--- AUSGEWÄHLTER TEXTAUSZUG ---
--------

Ins Herz des Labyrinths – Ein radikaler Christ in der „christlichen“ Gesellschaft
Zu Walter Warnachs gesammelten Schriften
VON PETER HAMM
In seinem liebevoll weitenden Vorwort zu den gesammelten Schriften Walter Warnachs, der zusammen mit ihm, Werner Trott zu Solz und HAP Grieshaber in den sechziger Jahren die ebenso lebendige wie kurzlebige Zeitschrift Labyrinth herausgab, beteuert Heinrich Böll, dieser Mann, dem er mehr verdanke, als dieser wissen könne, sei „keiner der ominösen Stillen im Lande oder gar eine verborgene graue Eminenz“, sondern er spreche „offen und öffentlich“.
Ich fürchte, Heinrich Böll verwechselt da leider seine und Warnachs Heimatstadt Köln, in welcher der inzwischen Dreiundsiebzigjährige – zumindest in einem kleinen Kreis – hohe Reputation genießt, mit der Öffentlichkeit; man mache nur einmal die Probe aufs Exempel und verlange irgendwo sonst in einer als gut sortiert geltenden Buchhandlung das Buch von Walter Warnach, Wege im Labyrinth. Ich möchte wetten, daß es – Ausnahmen bestätigen die Regel – nicht vorrätig sein wird, sondern erst bestellt werden muß.

--------

--- EXTRAHIERTE DATEN ---
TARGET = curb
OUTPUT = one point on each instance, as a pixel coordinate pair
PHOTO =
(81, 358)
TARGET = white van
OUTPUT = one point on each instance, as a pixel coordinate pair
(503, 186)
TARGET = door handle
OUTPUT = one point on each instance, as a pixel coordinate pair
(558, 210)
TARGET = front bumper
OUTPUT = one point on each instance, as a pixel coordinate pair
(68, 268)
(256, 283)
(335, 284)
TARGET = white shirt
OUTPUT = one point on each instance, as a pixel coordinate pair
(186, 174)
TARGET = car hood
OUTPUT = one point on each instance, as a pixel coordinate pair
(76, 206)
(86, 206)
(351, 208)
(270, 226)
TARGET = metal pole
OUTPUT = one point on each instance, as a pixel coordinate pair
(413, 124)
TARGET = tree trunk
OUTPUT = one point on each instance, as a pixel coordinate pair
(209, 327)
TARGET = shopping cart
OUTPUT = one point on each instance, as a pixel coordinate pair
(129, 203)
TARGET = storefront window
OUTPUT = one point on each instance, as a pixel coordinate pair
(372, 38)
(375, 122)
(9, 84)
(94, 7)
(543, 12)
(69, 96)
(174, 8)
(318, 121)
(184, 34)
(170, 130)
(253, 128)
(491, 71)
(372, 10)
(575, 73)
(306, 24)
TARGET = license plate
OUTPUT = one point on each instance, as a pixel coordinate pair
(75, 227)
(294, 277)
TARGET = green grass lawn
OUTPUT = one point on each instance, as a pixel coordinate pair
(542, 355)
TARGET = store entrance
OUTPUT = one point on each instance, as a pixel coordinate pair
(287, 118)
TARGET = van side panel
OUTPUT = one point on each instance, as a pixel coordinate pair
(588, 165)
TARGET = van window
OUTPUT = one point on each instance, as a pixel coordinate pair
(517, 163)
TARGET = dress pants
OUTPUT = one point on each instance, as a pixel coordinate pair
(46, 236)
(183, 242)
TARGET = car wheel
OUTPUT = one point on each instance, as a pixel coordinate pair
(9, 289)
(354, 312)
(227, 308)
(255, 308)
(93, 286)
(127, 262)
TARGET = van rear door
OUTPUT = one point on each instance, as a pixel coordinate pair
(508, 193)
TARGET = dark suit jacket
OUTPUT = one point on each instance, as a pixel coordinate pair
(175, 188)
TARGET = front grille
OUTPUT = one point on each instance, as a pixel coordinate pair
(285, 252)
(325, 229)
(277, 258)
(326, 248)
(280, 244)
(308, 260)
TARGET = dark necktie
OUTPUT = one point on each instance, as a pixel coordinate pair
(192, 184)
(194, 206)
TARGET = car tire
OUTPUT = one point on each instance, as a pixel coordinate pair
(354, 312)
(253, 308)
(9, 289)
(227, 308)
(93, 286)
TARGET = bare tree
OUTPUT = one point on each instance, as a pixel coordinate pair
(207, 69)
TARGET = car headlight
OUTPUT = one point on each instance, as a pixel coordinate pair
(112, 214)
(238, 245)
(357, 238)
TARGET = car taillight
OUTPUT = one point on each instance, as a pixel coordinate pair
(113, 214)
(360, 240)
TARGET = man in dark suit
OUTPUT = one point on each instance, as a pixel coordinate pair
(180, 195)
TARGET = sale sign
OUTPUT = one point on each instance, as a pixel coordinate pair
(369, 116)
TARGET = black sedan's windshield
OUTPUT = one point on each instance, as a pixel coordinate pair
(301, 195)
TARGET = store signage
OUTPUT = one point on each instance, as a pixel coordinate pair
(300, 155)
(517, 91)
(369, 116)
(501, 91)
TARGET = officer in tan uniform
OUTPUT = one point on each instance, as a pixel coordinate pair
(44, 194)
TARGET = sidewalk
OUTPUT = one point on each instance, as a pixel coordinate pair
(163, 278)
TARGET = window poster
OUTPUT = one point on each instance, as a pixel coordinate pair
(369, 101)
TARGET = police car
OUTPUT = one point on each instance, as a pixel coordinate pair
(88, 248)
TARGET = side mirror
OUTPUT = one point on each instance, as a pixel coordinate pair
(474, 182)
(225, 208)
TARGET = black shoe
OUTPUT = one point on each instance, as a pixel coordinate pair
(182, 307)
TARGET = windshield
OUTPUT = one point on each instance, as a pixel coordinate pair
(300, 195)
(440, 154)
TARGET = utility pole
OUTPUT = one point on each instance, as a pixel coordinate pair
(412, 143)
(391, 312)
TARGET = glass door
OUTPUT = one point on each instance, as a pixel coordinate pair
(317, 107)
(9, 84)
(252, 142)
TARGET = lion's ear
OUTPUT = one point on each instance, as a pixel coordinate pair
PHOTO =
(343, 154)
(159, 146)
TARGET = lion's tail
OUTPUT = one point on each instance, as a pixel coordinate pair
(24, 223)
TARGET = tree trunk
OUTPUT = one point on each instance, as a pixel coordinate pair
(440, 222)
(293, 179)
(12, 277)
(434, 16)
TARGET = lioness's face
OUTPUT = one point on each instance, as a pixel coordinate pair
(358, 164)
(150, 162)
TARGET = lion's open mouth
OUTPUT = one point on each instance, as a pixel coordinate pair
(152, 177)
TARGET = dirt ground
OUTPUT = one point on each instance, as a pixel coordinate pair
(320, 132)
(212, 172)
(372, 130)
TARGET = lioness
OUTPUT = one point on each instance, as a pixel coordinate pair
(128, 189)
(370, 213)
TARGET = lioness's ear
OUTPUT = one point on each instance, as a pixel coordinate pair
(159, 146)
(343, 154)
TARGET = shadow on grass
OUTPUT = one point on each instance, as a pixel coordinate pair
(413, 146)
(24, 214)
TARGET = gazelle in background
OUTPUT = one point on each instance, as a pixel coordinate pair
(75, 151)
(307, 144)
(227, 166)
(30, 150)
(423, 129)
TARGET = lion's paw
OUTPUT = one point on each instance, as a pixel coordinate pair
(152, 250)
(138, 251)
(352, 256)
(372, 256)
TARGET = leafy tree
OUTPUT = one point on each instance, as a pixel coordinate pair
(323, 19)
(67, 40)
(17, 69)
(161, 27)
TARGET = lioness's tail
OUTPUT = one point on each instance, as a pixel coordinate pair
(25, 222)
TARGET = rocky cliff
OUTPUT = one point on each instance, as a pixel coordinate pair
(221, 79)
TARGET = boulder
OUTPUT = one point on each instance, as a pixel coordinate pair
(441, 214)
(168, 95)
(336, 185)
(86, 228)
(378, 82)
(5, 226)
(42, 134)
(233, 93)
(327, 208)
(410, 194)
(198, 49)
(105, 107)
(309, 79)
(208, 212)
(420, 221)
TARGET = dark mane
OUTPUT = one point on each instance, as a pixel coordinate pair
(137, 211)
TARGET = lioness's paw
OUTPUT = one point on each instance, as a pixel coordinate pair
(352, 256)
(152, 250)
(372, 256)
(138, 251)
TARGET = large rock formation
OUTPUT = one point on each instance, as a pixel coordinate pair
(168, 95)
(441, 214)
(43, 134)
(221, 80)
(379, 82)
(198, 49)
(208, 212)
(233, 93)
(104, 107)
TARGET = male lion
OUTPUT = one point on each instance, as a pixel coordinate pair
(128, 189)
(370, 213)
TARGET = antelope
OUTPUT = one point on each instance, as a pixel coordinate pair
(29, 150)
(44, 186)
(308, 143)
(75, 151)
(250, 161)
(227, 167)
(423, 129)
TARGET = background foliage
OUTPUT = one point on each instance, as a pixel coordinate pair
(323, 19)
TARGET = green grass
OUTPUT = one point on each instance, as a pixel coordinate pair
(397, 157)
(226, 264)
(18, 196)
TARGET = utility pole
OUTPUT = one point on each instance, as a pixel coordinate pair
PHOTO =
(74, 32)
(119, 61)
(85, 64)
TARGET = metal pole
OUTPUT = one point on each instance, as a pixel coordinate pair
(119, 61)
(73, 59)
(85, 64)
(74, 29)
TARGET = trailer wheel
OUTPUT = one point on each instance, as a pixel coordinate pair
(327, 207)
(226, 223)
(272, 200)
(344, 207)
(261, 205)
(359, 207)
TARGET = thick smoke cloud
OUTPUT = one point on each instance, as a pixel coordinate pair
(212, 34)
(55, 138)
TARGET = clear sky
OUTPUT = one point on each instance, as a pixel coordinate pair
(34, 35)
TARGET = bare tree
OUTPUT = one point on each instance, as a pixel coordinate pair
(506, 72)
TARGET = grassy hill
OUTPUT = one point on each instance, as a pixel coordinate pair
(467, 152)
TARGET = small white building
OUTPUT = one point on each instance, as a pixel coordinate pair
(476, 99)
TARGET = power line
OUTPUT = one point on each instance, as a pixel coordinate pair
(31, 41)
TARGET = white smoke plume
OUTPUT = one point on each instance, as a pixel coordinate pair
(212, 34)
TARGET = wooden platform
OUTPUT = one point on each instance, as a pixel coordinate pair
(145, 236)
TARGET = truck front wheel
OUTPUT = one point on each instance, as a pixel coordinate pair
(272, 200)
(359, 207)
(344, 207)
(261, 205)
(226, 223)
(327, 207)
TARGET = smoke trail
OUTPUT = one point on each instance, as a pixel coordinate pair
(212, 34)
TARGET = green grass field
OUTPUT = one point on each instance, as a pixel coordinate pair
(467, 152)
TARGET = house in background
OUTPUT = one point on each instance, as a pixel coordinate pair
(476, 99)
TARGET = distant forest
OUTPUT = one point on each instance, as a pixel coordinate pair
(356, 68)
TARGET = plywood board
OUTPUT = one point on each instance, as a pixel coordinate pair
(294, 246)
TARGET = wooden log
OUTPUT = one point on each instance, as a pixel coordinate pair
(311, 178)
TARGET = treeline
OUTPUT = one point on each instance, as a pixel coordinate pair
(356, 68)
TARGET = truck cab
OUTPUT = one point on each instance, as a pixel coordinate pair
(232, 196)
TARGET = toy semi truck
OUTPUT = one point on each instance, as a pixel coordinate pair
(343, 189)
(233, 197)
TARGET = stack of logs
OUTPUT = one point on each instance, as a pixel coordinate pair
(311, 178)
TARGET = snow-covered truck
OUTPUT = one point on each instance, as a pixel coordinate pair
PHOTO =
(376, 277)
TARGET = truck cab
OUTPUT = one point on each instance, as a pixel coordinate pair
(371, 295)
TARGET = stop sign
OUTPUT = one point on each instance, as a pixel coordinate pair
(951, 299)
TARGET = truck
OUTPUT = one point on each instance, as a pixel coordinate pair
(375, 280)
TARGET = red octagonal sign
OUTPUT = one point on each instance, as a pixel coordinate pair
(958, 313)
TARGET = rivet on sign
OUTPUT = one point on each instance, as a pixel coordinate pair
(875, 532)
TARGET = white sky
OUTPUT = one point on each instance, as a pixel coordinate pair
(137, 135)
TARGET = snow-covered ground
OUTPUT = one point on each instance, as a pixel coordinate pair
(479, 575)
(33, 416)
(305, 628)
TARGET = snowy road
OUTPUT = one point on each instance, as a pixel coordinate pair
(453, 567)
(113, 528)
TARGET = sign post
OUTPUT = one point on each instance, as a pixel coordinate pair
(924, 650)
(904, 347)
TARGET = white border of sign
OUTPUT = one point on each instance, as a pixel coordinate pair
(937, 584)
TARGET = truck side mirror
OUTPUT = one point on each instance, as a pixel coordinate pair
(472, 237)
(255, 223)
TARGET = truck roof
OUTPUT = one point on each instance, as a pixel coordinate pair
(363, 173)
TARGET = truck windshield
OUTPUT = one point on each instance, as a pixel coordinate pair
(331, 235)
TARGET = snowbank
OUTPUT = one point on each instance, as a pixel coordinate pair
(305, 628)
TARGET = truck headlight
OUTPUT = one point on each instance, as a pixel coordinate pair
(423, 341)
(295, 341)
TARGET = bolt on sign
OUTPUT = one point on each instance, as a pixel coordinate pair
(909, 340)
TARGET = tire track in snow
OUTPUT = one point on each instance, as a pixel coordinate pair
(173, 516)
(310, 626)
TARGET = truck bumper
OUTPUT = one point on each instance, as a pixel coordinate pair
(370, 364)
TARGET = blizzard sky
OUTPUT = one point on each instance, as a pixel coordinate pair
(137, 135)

--------

--- MATERIAL ERKUNDEN ---
• A. Mit wem gab Walter Warnach laut dem Textauszug über seine gesammelten Schriften in den sechziger Jahren die Zeitschrift Labyrinth heraus?
• B. Führe den Textauszug über Walter Warnachs gesammelte Schriften im Anschluss an seinen letzten Satz weiter.
Die Datensätze sind eigenständiges Material und gehören nicht zum Textauszug.

--- ANTWORTEN JE AUFGABE ---
• A. Mit Heinrich Böll, Werner Trott zu Solz und HAP Grieshaber.

• B.
Die Gründe für diese Ignoranz gegenüber einem Mann wie Walter Warnach erscheinen mir ebenso rätselhaft wie symptomatisch; rätselhaft, weil Warnach einprägsame Formeln wie kein anderer für den Bewußtseinszustand der deutschen Nachkriegsgesellschaft gefunden hat – ich erwähne hier nur einmal die von der „Verlorenen Niederlage“ (die Warnach bereits 1955 konstatierte) und symptomatisch, weil eben gerade dies, was derartige Definitionen so genau festhalten, so genau kaum jemand wissen wollte. Alle waren schließlich mit Wiederaufbau beschäftigt, mit Renovation und Restauration, und da war einer im Wege, der – wie Warnach – nicht nur von der deutschen Schuld sprach, was als eine Art Pflichtübung zunächst noch viele taten, sondern der diese Schuld geradezu als Gottesgeschenk, zumindest als die allergrößte Chance für eine Neubesinnung begriffen haben wollte und also anschrieb gegen die Illusion von der Wiederherstellung einer Ordnung, aus der heraus seiner Meinung nach ja doch diese deutsche Schuld erwachsen war.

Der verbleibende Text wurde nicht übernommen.